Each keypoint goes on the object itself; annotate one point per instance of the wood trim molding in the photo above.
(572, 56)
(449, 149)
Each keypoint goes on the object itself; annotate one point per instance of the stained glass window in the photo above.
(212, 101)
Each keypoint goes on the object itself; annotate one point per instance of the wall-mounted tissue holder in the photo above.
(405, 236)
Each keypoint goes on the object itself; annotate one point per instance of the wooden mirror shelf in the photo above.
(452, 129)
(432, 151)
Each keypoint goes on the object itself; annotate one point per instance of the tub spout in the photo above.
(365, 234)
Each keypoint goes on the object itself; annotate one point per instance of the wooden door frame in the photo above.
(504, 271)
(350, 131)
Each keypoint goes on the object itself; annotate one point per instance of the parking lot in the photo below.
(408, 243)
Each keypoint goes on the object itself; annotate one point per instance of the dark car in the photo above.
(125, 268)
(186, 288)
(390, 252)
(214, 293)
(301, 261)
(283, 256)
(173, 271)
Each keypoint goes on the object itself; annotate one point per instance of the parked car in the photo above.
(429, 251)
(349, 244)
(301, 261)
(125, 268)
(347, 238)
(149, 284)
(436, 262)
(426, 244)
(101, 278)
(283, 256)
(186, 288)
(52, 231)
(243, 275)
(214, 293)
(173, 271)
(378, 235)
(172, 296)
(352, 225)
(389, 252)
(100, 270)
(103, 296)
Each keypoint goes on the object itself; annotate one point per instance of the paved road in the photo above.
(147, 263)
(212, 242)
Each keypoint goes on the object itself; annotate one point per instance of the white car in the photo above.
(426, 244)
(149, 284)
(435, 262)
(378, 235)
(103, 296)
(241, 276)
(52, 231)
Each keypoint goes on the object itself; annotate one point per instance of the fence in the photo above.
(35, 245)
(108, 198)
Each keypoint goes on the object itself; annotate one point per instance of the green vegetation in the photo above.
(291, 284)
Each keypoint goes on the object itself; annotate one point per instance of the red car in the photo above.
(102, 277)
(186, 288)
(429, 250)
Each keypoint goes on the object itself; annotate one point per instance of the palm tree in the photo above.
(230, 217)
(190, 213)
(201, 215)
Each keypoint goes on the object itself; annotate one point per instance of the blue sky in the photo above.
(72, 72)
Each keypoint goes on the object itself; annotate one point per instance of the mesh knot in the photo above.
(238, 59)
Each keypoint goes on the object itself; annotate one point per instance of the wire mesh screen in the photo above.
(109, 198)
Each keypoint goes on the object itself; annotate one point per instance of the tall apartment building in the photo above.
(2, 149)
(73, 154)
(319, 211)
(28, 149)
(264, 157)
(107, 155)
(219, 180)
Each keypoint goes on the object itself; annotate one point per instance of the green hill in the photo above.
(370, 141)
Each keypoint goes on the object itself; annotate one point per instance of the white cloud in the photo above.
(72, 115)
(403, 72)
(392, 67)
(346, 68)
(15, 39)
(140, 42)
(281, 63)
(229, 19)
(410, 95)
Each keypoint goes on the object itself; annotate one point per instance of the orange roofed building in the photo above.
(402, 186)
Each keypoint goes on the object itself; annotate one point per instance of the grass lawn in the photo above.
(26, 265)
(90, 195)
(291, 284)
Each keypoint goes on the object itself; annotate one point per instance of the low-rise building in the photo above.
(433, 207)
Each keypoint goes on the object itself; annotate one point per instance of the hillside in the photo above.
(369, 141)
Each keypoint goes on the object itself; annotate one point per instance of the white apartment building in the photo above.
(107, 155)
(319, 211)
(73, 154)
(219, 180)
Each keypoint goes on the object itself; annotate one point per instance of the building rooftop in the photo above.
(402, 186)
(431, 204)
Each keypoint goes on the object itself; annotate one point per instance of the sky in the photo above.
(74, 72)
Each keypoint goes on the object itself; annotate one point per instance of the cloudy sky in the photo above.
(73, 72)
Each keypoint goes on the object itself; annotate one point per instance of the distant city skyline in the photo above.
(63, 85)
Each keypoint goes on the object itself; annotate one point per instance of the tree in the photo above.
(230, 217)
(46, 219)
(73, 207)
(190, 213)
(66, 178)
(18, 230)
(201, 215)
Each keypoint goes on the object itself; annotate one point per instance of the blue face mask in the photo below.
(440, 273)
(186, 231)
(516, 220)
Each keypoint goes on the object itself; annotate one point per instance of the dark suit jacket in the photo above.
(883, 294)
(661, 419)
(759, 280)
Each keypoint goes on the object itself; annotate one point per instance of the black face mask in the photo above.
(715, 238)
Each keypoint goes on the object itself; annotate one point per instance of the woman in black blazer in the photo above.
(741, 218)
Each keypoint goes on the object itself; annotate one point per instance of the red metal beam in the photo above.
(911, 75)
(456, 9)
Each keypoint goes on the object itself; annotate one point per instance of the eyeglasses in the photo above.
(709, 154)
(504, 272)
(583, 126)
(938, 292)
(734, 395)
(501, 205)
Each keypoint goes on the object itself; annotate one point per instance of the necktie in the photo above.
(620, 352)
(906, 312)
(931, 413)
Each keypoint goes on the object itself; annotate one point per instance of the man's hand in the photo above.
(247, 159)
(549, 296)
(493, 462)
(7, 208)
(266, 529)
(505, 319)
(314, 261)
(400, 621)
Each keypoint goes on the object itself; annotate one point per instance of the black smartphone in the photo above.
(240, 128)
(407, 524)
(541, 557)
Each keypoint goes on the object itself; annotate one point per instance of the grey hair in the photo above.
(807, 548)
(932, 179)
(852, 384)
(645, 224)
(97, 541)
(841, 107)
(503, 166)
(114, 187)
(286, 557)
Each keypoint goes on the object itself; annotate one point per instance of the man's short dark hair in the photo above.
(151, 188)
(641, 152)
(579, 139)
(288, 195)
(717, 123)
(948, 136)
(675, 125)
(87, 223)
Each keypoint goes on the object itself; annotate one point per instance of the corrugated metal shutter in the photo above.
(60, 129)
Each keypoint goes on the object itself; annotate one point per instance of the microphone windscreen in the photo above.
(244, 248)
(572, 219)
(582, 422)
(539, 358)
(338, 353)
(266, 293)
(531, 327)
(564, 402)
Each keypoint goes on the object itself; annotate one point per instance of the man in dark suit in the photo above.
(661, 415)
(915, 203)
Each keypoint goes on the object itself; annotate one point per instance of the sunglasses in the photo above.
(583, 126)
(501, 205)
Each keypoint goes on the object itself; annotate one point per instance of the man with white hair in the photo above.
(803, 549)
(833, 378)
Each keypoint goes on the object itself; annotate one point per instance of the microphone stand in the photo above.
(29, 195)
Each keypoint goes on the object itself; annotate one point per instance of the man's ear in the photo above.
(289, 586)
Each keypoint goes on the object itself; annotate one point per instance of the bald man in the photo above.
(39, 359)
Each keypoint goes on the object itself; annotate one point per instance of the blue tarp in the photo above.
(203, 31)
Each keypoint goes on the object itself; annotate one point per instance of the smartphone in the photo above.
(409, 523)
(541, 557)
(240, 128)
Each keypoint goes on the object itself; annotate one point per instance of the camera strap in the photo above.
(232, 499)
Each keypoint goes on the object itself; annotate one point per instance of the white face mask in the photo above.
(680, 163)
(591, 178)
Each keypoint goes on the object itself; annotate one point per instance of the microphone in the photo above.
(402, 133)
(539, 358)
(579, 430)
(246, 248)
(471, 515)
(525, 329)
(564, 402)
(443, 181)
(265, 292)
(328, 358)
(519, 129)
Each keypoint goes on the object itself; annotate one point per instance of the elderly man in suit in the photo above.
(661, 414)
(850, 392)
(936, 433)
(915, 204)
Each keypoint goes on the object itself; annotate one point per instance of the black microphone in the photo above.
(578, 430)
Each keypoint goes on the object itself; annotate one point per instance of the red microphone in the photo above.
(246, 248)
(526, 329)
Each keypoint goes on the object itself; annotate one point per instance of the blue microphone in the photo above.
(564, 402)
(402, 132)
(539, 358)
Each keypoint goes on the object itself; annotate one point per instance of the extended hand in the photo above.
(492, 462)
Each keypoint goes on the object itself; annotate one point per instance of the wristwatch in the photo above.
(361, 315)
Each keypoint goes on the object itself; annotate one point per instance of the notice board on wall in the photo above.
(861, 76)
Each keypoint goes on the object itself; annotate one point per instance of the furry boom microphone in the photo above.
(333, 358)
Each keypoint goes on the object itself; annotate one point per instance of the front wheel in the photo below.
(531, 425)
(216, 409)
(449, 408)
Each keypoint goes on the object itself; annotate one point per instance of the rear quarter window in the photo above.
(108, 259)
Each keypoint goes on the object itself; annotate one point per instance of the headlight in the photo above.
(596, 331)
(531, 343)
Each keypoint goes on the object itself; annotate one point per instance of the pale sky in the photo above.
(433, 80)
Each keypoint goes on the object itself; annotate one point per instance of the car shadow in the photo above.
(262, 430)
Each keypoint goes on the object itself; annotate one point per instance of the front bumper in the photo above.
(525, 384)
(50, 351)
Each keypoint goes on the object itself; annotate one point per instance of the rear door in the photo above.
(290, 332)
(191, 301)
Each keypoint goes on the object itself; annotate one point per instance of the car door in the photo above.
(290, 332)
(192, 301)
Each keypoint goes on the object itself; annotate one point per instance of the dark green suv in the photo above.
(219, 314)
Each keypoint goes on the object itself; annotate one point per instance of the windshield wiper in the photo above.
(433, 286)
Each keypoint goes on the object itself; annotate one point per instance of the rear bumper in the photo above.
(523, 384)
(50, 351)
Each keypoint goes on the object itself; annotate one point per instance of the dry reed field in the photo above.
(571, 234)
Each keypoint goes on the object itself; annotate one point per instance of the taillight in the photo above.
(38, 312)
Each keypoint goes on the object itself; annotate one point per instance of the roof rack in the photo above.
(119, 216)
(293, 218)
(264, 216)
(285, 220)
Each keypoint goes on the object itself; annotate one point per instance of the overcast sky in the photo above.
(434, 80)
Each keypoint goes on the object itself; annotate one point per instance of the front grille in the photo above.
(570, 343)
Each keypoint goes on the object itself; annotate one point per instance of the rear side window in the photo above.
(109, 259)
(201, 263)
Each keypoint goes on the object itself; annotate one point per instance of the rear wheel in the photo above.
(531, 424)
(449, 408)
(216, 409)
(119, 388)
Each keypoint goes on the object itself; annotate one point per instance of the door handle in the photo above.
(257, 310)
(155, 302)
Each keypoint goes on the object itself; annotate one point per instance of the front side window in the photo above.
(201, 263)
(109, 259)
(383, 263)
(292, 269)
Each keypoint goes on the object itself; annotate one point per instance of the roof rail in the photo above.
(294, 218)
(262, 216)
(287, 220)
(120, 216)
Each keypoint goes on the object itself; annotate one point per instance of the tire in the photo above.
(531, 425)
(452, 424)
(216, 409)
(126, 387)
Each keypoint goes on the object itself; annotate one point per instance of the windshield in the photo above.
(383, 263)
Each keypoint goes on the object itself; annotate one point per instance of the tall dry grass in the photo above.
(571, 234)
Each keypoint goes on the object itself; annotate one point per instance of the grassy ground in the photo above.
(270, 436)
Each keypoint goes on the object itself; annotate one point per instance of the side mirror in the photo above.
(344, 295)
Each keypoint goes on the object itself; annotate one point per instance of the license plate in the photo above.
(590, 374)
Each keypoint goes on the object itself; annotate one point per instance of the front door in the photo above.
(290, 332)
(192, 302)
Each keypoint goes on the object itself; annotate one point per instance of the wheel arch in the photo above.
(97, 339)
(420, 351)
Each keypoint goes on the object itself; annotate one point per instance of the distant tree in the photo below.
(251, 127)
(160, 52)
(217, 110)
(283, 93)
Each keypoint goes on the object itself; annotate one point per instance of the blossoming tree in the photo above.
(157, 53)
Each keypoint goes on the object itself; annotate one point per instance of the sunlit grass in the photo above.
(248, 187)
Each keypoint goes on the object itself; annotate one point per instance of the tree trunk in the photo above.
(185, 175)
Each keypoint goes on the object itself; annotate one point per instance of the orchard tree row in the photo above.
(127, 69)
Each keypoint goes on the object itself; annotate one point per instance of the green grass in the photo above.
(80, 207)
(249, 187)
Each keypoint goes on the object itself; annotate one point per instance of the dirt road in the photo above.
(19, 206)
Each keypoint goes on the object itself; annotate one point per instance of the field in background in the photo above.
────────────────
Here, the lines to copy run from the one containing "grassy ground in the photo above." to the final line of the listing; copy them exactly and nothing else.

# Answer for this exercise:
Each keypoint goes on the object itself; annotate one point per instance of the grassy ground in the photo above.
(270, 436)
Each keypoint goes on the object itself; annotate one point per instance of the side mirror in the photo above.
(344, 295)
Each keypoint goes on the object itself; annotate one point per instance of the license plate in the photo above.
(590, 374)
Each keypoint goes on the object itself; annotate one point per instance of the front door in the photo above.
(290, 332)
(192, 302)
Each keypoint goes on the object itself; annotate one point per instance of the wheel arch in the photo above.
(97, 339)
(420, 351)
Each keypoint goes on the object itself; annotate one point per instance of the distant tree in the photo below.
(251, 127)
(160, 52)
(217, 110)
(283, 93)
Each keypoint goes on the object itself; annotate one point per instance of the blossoming tree in the photo above.
(157, 53)
Each keypoint goes on the object itself; annotate one point per instance of the sunlit grass in the photo above.
(248, 187)
Each keypoint goes on the object itself; annotate one point per instance of the tree trunk in the photo above.
(185, 175)
Each keypoint goes on the object itself; annotate one point per instance of the orchard tree row in the photo above.
(127, 69)
Each keypoint goes on the object itself; annotate one point per instance of the green grass in the photo above.
(80, 207)
(249, 187)
Each keypoint goes on the object itself; annotate one point per instance of the dirt road in the photo above.
(19, 206)
Each keypoint goes on the object itself; annotate one point per instance of the field in background in the photo above.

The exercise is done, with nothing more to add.